What you should do: Reproduce every line of the records below, replacing each occurrence of "bounding box" with "enclosing rectangle" and leaving everything else unchanged.

Data entries
--- BEGIN ---
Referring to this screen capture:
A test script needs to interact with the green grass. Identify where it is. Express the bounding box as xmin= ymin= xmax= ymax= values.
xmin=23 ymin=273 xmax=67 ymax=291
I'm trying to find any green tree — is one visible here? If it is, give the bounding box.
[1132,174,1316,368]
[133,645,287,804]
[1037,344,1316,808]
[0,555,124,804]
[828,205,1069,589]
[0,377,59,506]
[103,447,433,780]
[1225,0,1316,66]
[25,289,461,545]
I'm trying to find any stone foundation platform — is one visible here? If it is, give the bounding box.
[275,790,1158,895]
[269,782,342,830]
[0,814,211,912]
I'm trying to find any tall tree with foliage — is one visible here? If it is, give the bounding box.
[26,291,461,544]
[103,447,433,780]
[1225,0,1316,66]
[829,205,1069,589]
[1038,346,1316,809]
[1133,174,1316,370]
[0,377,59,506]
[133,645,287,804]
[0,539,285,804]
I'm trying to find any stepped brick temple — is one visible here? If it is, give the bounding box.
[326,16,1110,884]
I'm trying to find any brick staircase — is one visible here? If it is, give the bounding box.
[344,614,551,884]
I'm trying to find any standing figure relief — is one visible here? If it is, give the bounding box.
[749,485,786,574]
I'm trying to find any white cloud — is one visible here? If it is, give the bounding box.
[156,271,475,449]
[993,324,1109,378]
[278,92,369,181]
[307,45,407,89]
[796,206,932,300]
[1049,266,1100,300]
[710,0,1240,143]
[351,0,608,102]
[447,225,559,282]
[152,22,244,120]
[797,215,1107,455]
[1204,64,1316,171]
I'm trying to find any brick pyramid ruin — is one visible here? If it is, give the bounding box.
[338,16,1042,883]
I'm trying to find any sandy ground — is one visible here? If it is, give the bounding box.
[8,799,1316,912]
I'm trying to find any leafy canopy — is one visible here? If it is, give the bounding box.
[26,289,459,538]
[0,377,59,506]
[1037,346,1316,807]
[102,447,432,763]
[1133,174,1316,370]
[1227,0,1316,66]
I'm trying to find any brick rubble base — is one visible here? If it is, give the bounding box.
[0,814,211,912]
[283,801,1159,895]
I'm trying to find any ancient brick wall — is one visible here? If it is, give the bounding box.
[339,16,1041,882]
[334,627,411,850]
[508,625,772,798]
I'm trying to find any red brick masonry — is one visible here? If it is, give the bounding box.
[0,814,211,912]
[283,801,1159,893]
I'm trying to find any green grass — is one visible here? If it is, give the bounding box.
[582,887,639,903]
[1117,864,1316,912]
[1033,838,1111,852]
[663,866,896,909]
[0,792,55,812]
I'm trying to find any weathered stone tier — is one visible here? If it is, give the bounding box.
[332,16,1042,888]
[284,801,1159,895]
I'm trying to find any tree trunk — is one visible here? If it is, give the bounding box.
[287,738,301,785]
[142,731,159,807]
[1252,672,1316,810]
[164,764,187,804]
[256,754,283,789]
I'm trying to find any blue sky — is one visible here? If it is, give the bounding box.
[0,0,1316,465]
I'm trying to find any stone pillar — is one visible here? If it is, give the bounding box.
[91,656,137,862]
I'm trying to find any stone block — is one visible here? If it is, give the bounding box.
--- END ---
Reply to the task:
Referring to this screen capture:
A test script needs to interact with the green grass. Identify where it is. Express the enclosing rectangle as xmin= ymin= xmax= ymax= values.
xmin=23 ymin=273 xmax=67 ymax=291
I'm trying to find any green tree — is one visible here? If it is, give the enclosing rectangle.
[1132,174,1316,368]
[133,645,287,804]
[1037,344,1316,808]
[0,555,124,804]
[828,205,1069,589]
[0,377,59,506]
[103,447,433,780]
[1225,0,1316,66]
[25,289,461,545]
I'm trying to find any stone foundation platform — is one visible here? If it is, give the enclosing rectangle.
[275,790,1158,895]
[269,782,342,830]
[0,814,211,912]
I'm trying to find any tall tree with foliage — is one visible here? If it is, give the enclosing rectangle.
[26,291,461,544]
[103,447,433,780]
[1225,0,1316,66]
[829,205,1069,589]
[1038,346,1316,809]
[1133,174,1316,370]
[0,377,59,506]
[133,645,287,804]
[0,539,285,804]
I'm trying to find any stepped brick temple — is one visible here? If it is, give the enclosing rectangle.
[326,16,1110,884]
I'm trying to find any brick staircase — is one visible here? If it is, give the enclosing rectangle.
[344,614,551,884]
I'm trying to find any standing figure relief — is one visible here? If it is, give the enclosing rectangle.
[749,485,786,574]
I'm trying to find any white cloud — is one visible here? If it is, give the enclosing rectangle.
[156,271,475,449]
[993,324,1109,378]
[278,92,369,181]
[307,45,407,89]
[796,206,932,300]
[1049,266,1100,300]
[710,0,1240,143]
[351,0,608,102]
[447,225,559,282]
[152,22,244,120]
[797,215,1107,455]
[1204,64,1316,171]
I'm trying to find any brick pyramid ruin — is one visible here? If it is, give the enclosing rectangle.
[338,16,1042,883]
I'm trying to find any sandy ground — is one visible here? If it is, give the enclosing rectangle.
[8,799,1316,912]
I'm trying to find any leafy canopy — is one visible here? If it is, give the enclosing rectangle.
[26,289,459,538]
[0,377,59,506]
[1037,346,1316,807]
[102,447,432,763]
[1133,174,1316,370]
[1227,0,1316,66]
I'm trying to find any brick rubble base — is one visible here? If it is, give the enclosing rectangle.
[0,814,211,912]
[283,801,1159,895]
I'm trying to find any ancient brick wall — is one visible here? If it is, give the enclosing rectangle.
[339,16,1041,882]
[334,627,411,850]
[508,625,772,798]
I'm trying to find any red brick masonry — is one visible here? If it is, give the enclosing rectangle.
[0,814,211,912]
[283,801,1159,893]
I'm trying to find any green grass — is one visible here? If it is, give the enclosing rectangle.
[582,887,639,903]
[1117,864,1316,912]
[1033,838,1111,852]
[663,866,896,909]
[0,792,55,812]
I'm trying to find any weathered stone tier — is one visible here? If it is, give the enclosing rectangle.
[332,16,1042,888]
[284,801,1159,895]
I'm trying to find any tree trunk — is one visible here? If it is, give the enclosing rectangle.
[287,738,301,785]
[142,731,159,807]
[1252,672,1316,810]
[164,764,187,804]
[256,754,283,789]
I'm trying to find any blue sky — is one visible here? If it is, give the enclosing rectangle.
[0,0,1316,465]
I'm trying to find any stone pillar — is one visible here? If it is, give the enclosing rectangle.
[91,656,137,862]
I'm trying to find any stone block — is one visible here? If it is, give the enclosing rectangle.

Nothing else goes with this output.